Exercise requirements> Reproduce the rows below, requests included, from the line containing "Practice. Pick out the thorny" through the end of the rows, increasing every coordinate in the answers by 142. Omit the pictures.

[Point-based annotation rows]
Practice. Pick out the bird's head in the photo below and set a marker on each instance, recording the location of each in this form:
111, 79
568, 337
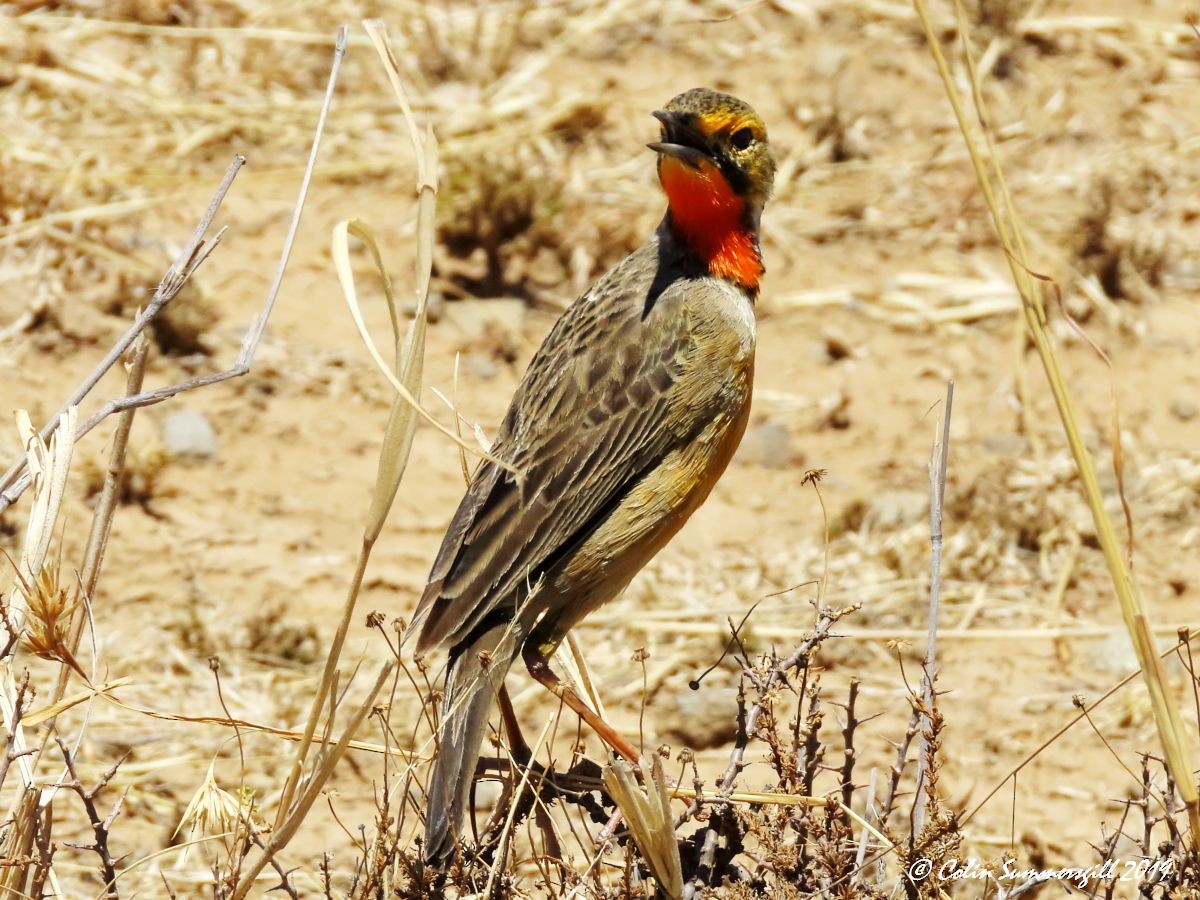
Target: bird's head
717, 169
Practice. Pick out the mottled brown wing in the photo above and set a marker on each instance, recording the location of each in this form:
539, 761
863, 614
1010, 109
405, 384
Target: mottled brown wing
592, 414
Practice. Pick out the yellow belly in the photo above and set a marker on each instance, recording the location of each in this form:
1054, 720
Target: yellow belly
642, 525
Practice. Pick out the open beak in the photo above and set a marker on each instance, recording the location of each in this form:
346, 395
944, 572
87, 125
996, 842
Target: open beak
681, 139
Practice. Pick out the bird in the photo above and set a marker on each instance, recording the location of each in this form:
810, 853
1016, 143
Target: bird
625, 418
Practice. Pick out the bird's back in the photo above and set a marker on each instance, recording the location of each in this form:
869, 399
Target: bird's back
636, 394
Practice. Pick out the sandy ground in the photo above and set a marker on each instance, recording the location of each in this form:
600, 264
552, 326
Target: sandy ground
883, 281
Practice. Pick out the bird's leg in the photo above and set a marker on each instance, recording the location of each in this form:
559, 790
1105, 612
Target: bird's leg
519, 749
537, 659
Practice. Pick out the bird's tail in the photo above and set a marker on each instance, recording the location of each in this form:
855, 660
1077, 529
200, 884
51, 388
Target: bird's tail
475, 673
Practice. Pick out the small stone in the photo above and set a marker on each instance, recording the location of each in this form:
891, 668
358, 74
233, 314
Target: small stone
187, 435
499, 319
897, 509
769, 445
479, 365
1183, 409
700, 719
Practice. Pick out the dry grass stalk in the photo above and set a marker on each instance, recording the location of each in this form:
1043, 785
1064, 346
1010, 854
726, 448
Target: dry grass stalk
937, 468
402, 418
1008, 228
647, 813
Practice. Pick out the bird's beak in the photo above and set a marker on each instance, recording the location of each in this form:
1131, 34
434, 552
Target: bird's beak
681, 141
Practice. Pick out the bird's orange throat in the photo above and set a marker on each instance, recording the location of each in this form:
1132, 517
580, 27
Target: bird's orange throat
711, 219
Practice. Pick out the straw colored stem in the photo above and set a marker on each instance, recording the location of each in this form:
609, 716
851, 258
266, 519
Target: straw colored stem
1165, 708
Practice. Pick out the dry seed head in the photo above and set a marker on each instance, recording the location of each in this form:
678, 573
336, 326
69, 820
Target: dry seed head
49, 611
214, 810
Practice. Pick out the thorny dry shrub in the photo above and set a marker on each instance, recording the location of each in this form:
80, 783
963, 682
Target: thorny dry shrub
1125, 252
521, 227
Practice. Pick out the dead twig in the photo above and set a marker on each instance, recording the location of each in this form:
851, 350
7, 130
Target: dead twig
100, 827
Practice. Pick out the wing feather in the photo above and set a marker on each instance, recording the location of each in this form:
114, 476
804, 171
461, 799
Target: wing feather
594, 409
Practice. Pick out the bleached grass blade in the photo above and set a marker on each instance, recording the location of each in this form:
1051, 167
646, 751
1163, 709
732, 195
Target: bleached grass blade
1008, 229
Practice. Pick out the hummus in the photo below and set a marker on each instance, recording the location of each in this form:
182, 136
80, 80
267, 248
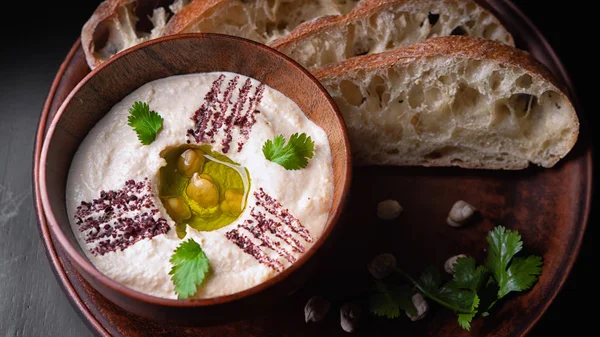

Task response>
Practice. Pick out the thorny dry shrub in the photo above and set a marker on each instance, recording the location of each in this form:
80, 783
963, 682
Target: thorny dry shrub
1267, 394
663, 369
Practice. Pick out the dead twig in the photo above and set a marker on each instance, recording the location of each in this form:
851, 350
7, 130
Target: dead twig
242, 969
Practice. Pick out the wing feather in the photo above and set a marker on each instance, recording the location of each in this form:
114, 476
804, 171
461, 799
Target: wing feather
736, 551
Practice. Pick out the bleached grass blade in the photo above and set a marker on each instance, recording the location of each in this form:
1051, 167
646, 751
1163, 709
732, 195
Target: bleached grass blade
1150, 371
Practice. Pick out the hummus in the photo below and set a marker on each instance, recording the location of each in this form:
182, 136
80, 80
267, 248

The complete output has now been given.